[START OF Records supplied]

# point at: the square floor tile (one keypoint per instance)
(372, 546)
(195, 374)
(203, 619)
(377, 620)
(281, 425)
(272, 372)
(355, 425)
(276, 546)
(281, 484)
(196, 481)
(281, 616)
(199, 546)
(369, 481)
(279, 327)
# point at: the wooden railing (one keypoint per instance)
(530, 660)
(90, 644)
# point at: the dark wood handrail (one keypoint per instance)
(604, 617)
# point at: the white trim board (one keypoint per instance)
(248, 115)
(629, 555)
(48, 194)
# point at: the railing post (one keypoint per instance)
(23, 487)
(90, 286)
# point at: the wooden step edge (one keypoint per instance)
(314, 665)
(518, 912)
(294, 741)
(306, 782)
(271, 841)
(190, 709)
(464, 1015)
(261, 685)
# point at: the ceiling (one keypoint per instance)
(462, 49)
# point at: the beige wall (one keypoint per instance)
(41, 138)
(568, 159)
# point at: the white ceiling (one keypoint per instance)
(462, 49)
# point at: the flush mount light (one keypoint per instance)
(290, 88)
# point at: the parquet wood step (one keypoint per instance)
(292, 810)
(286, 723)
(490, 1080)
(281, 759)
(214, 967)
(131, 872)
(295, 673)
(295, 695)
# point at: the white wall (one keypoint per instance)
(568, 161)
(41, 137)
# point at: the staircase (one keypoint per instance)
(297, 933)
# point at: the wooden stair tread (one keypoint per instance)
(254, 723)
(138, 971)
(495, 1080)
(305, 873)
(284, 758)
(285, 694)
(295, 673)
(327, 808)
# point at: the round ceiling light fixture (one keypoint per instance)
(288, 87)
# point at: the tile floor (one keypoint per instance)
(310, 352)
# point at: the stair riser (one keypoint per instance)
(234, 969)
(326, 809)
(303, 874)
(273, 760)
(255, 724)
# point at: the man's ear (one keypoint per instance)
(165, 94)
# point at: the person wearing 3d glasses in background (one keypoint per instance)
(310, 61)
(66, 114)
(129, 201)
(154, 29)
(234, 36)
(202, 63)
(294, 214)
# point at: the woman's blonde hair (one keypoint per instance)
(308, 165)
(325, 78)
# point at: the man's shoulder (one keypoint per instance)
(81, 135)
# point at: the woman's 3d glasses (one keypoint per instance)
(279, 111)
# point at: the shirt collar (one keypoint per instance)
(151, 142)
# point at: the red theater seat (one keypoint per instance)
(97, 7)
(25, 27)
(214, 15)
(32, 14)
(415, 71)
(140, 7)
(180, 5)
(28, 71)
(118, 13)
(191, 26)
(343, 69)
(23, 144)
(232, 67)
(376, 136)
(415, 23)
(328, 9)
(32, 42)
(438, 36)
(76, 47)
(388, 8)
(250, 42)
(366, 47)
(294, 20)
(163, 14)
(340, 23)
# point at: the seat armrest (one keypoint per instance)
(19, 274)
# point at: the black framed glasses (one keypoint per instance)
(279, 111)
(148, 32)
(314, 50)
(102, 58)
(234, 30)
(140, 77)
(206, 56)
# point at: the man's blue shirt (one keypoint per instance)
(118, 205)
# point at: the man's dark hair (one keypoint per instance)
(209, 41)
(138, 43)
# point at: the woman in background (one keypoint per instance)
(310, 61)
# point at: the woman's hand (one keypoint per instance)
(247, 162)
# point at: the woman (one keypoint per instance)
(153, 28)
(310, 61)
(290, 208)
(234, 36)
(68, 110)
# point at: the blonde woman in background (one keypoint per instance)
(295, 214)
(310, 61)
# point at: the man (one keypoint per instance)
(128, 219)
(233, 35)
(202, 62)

[END OF Records supplied]

◆ **Stated task**
Rewrite the lines from the one containing "# point at: the woman's 3d" through the final line, both ends included. Keep the requests unchanged, and multiply each point coordinate by 0.95, rounding to the nearest whole number with halves rounded up.

◆ **Solved exercise**
# point at: the woman's 3d glasses (one keypoint per instance)
(265, 105)
# point at: the shirt collar (one keypoint per instance)
(143, 135)
# point at: the red theater seat (one keypoint per instance)
(92, 7)
(24, 26)
(203, 14)
(30, 13)
(394, 67)
(133, 7)
(171, 5)
(27, 67)
(112, 12)
(181, 25)
(326, 66)
(22, 137)
(220, 64)
(357, 129)
(394, 22)
(312, 9)
(30, 40)
(416, 34)
(72, 45)
(369, 8)
(238, 40)
(348, 45)
(279, 19)
(155, 13)
(323, 22)
# point at: the seat armrest (one keypoint per instance)
(18, 260)
# point at: the black framed glasses (one keypoint per instance)
(265, 105)
(141, 30)
(298, 48)
(97, 55)
(222, 29)
(133, 73)
(196, 53)
# point at: the man's blue shirt (one keypoint per instance)
(112, 195)
# point at: the man's dark hair (one keypoint per instance)
(199, 39)
(131, 41)
# point at: the woman in background (one keypoint per instance)
(295, 58)
# point at: the woman's hand (one keypoint per instance)
(235, 154)
# point at: the woman (one keypoint per instance)
(145, 27)
(295, 58)
(276, 198)
(222, 34)
(65, 105)
# point at: the blonde woman in background (one keypoint per instance)
(280, 203)
(295, 58)
# point at: the man (one keypoint per instance)
(122, 208)
(221, 33)
(192, 59)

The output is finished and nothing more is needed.